(Referring expression pointing data)

--*--

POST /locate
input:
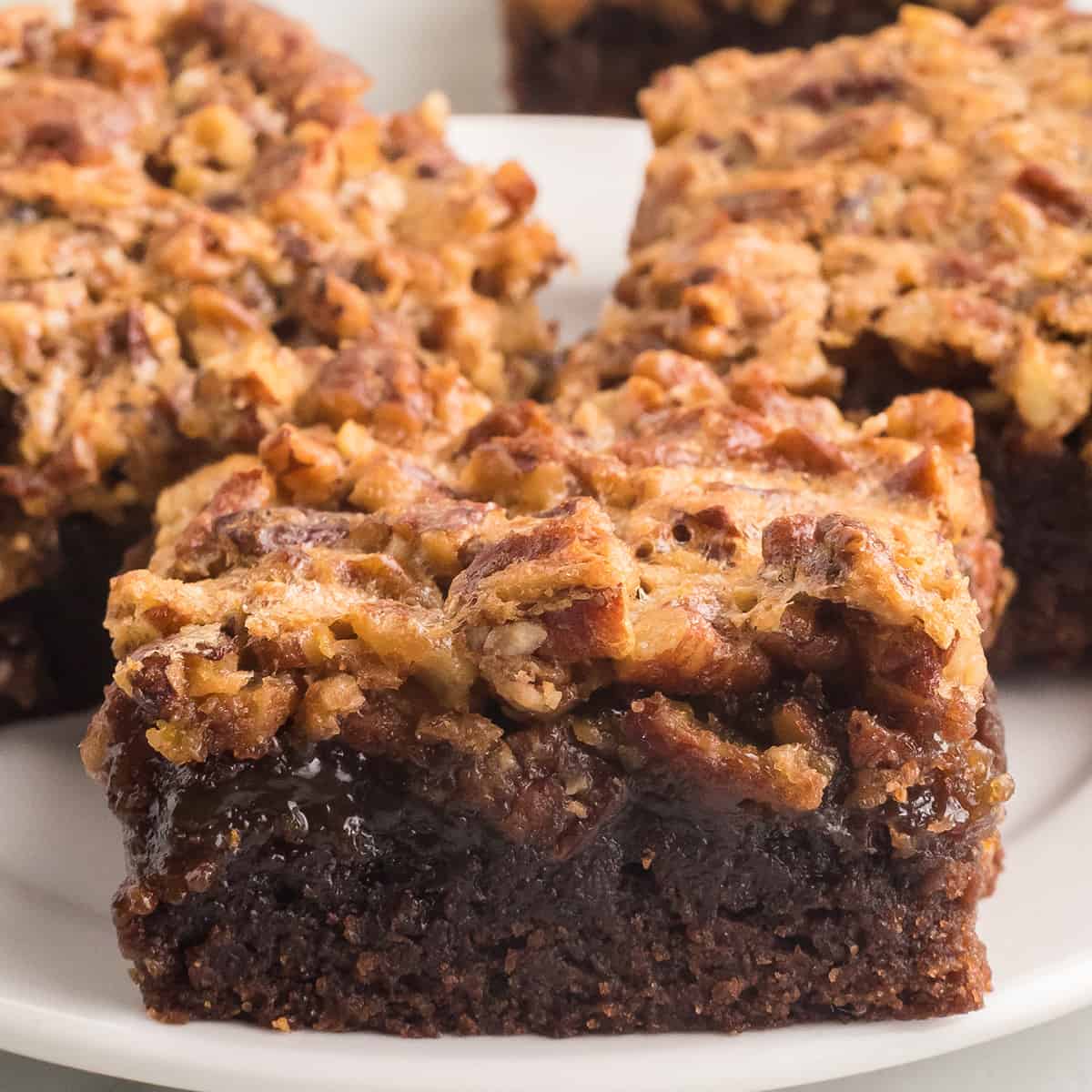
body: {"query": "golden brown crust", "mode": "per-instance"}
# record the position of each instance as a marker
(806, 206)
(203, 234)
(675, 543)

--*--

→ Description of the task
Return all the data exactly, pictures omitted.

→ Exercise answer
POST /locate
input:
body: {"query": "golden brown crust", "mode": "per-instance"}
# record the position of each instance as a marker
(806, 206)
(203, 234)
(675, 543)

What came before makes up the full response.